Set of tasks:
- A) In the court opinion on the Dinnell compensation case, on what date did the appeal court quash the conviction?
- B) Carry on the court opinion on the Dinnell compensation case, picking up after its last sentence.

Page extract:
○ ○ ○

EXTRA DIVISION, INNER HOUSE, COURT OF SESSION

[2015] CSIH 7

P677/13

Lord Eassie

Lord Brodie

Lady Clark of Calton

OPINION OF LADY CLARK OF CALTON

in the Reclaiming Motion

on Petition and Answers

 

by

 

DESMOND DINNELL (AP)

Petitioner and Respondent;

against

THE SCOTTISH MINISTERS

Respondents and Reclaimers:

for Judicial Review

Act:  Duncan QC, Paterson;  Digby Brown LLP

Alt:  Sheldon QC;  Scottish Government Legal Directorate

20 January 2015

The reclaiming motion
[18]      The petitioner and respondent has brought this petition for judicial review which challenges decisions of the respondents and reclaimers to refuse compensation under an ex gratia compensation scheme for persons who have spent a period in custody following wrongful conviction of a criminal charge.  The Lord Ordinary, having heard submissions by counsel on the petition and answers at the diet of first hearing of judicial review on 21 November 2013 issued an interlocutor dated 27 December 2013 which states:

“The Lord Ordinary… finds and declares in terms of paragraph 3(ii) of the Petition in respect that the issuing of the decisions relative to the ex gratia scheme failed to take account of material and relevant considerations and that the decisions in relation to that scheme were irrational and unreasonable;  reduces those decisions and orders that the Petitioner’s application for compensation should be reconsidered…”

 

In this reclaiming motion the respondents and reclaimers (“the reclaimers”) seek to review said interlocutor.

[19]      A cross appeal by the petitioner and respondent (“the respondent”) in relation to the statutory scheme for compensation under section 133 of the Criminal Justice Act 1988 was not insisted upon.

 

History
[20]      On 31 October 2002, the respondent was convicted of the rape of a 15 year old girl.  He was sentenced to 6 years’ imprisonment on 21 November 2002; by reason of the conviction he became subject to the notification requirements and restrictions applicable to sex offenders.  He appealed against that conviction.  He was released on interim liberation on 6 December 2004 having spent 30 months in prison.  He remained subject to sex offenders’ notification requirements and restrictions.  The appeal process which involved hearing fresh evidence relating to new DNA evidence was complex and there were procedural difficulties and delay.  The conviction was quashed by the appeal court on 17 December 2009.  The appeal court were satisfied that the guilty verdict, returned in ignorance of the fresh evidence, must be regarded as a miscarriage of justice.

[21]      The history is set out in detail by the Lord Ordinary in paragraphs 2 to 9 of his opinion dated 27 December 2013.  The opinion of the criminal appeal court dated 10 December 2009 sets out the history and basis of the respondent’s appeal against conviction and the reasons for the decision of the Appeal Court. 

[22]      Thereafter solicitors acting for the respondent made application for compensation under the statutory scheme only.  The reclaimers in a letter dated 31 January 2012 considered the application under the statutory scheme and also under the ex gratia scheme.  The reclaimers refused the application.  By letter dated 21 May 2012, the respondent sought a review.  There was no entitlement to any review but the reclaimers considered said letter.  They refused compensation in their letter dated 18 October 2012.  Said letters of 31 January 2012 and 18 October 2012 were drafted by officials for the reclaimers and are the decision

letters which are the subject of the judicial review proceedings.

○ ○ ○

Supplied records:
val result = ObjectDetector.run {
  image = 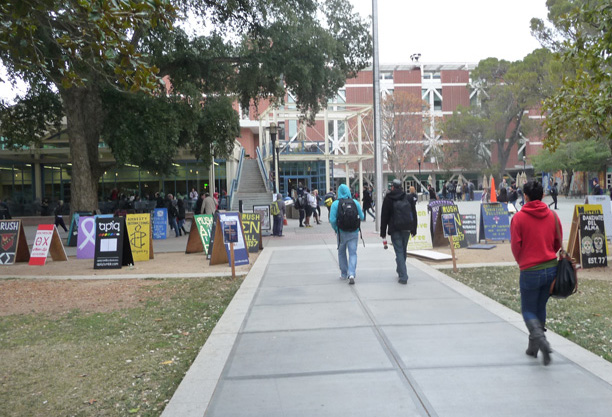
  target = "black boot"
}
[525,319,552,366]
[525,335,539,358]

○ ○ ○

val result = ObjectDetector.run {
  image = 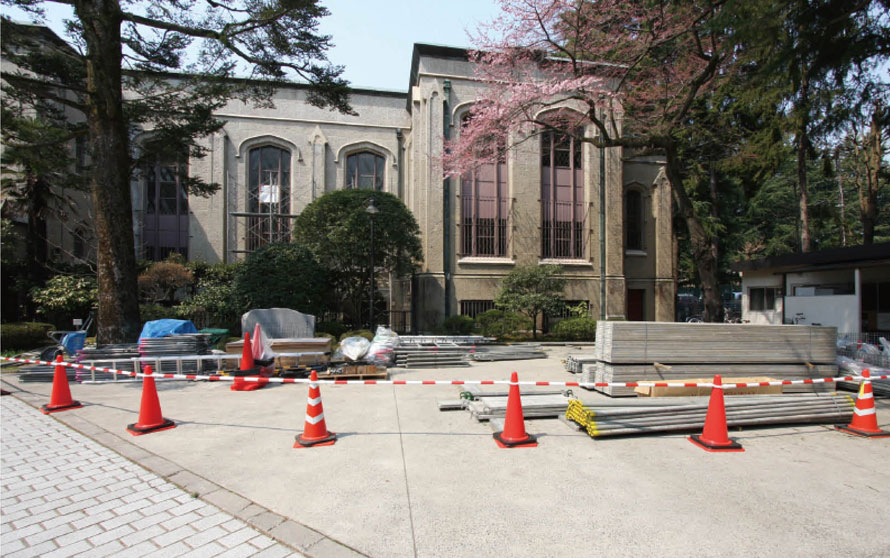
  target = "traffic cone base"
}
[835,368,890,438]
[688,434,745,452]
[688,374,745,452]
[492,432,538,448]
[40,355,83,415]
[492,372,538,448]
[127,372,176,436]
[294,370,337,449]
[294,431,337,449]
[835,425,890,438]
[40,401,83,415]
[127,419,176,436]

○ ○ ○

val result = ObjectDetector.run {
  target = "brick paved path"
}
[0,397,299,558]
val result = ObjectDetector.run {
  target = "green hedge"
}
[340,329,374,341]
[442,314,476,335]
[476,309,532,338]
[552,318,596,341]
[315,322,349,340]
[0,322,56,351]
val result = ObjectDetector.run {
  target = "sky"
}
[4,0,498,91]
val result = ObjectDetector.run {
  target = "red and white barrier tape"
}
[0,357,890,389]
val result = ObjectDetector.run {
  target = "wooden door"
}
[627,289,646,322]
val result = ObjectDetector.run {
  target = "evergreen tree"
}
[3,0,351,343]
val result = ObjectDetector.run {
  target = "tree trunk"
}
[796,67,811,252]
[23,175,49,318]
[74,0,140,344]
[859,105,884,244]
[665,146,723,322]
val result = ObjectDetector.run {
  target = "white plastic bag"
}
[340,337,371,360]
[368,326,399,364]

○ ○ ○

Results by task:
- A) 17 December 2009

- B)
 

The ex gratia scheme:  Ministerial Policy Statements
[23]      On 23 January 1986 the Secretary of State for Scotland in a written Parliamentary answer to a question about payment of compensation to persons who have been wrongly convicted of criminal offences, explained the historical position, the Government’s compliance with the International Covenant on Civil and Political Rights 1966 (“ICCPR 1966”) and stated:

            “I am, moreover, prepared to pay compensation to people who… have spent a period in custody following a wrongful conviction or charge, where I am satisfied that this has resulted from serious default on the part of a member of a police force or of some other public authority;  and there may be exceptional circumstances that justify compensation in cases outside these categories.  I will not, however, be prepared to pay compensation simply because at the trial or on appeal the prosecution was unable to sustain the burden of proof beyond reasonable doubt in relation to the specific charge that was brought ...”  (Hansard 23 January 1986 cols 237‑8)

 

No examples were given of what the Secretary of State for Scotland considered “may be exceptional circumstances”.

[24]      In an earlier statement made by the Secretary of State for the Home Department on 29 November 1985, an oral answer in Parliament was given in virtually identical terms to the written statement which followed on 23 January 1986.  One example was given describing what may fall within the description “exceptional circumstances”.  The Secretary of State stated:

“in particular, facts may have emerged at trial, or on appeal within time, that completely exonerates the accused person” (Hansard 29 November 1985 cols 689-90).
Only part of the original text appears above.